Description of the change
This increases the default timeout for autopilot test runs to 'long', which is currently defined as 30 seconds. This is intended to prevent bug 369990, but it will affect all timeouts for autopilot, including wait_select's, which are currently timing out after the default timeout of 10 seconds. This could cause tests to take an additional 20 seconds to fail (when they do).
Test case authors that require or expect the default timeout would also be affected. In general waiting longer shouldn't impose any additional risk beyond taking longer to fail (any assertions made on a specific time should already be defined inside a test). This is somewhat a heavy handed approach towards fixing the bug, and if possible perhaps it could be applied on a individual testsuite basis.
The underlying causes for why applications don't launch within 10 seconds is concerning and worthy of study, but that is outside of the scope of running these tests. I would rather see more reflective results of the application than using it as a proxy to potential app startup performance concerns. As to tests not reflecting reality and hiding long startup issues, I would only point out the apps incur some additional overhead to load with autopilot (including memory), and thus take longer to launch than launching an application without introspection. Thus this is not reflective of a real world user experience from the start.
If the QA team is happy that this doesn't cause unintended side effects, then I'm happy to merge it. Are we sure this isn't just masking a real bug that recently came up though? Have you been able to prove if this actually helps the situation?

**Exercise requirements:**
Copy out the autopilot timeout change description above in full, word for word.

**Source data:**
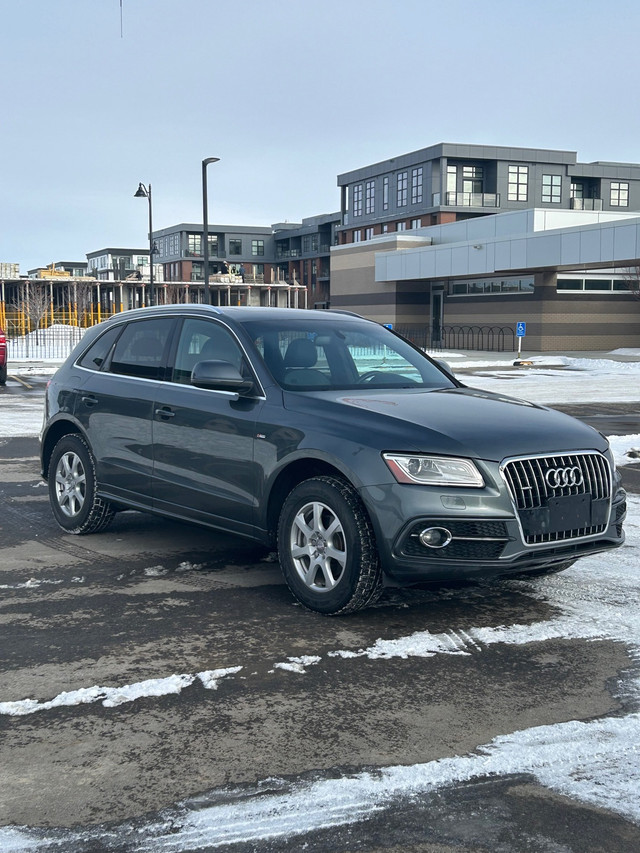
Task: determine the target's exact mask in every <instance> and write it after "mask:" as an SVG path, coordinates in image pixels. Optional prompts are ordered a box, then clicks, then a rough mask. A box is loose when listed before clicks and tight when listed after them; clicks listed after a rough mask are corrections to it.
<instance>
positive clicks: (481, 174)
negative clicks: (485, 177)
mask: <svg viewBox="0 0 640 853" xmlns="http://www.w3.org/2000/svg"><path fill="white" fill-rule="evenodd" d="M454 168H455V167H454ZM462 177H463V178H468V179H470V180H475V181H481V180H482V178H483V177H484V170H483V168H482V166H463V167H462Z"/></svg>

**Response box:**
Description of the change
This increases the default timeout for autopilot test runs to 'long', which is currently defined as 30 seconds. This is intended to prevent bug 369990, but it will affect all timeouts for autopilot, including wait_select's, which are currently timing out after the default timeout of 10 seconds. This could cause tests to take an additional 20 seconds to fail (when they do).
Test case authors that require or expect the default timeout would also be affected. In general waiting longer shouldn't impose any additional risk beyond taking longer to fail (any assertions made on a specific time should already be defined inside a test). This is somewhat a heavy handed approach towards fixing the bug, and if possible perhaps it could be applied on a individual testsuite basis.
The underlying causes for why applications don't launch within 10 seconds is concerning and worthy of study, but that is outside of the scope of running these tests. I would rather see more reflective results of the application than using it as a proxy to potential app startup performance concerns. As to tests not reflecting reality and hiding long startup issues, I would only point out the apps incur some additional overhead to load with autopilot (including memory), and thus take longer to launch than launching an application without introspection. Thus this is not reflective of a real world user experience from the start.
If the QA team is happy that this doesn't cause unintended side effects, then I'm happy to merge it. Are we sure this isn't just masking a real bug that recently came up though? Have you been able to prove if this actually helps the situation?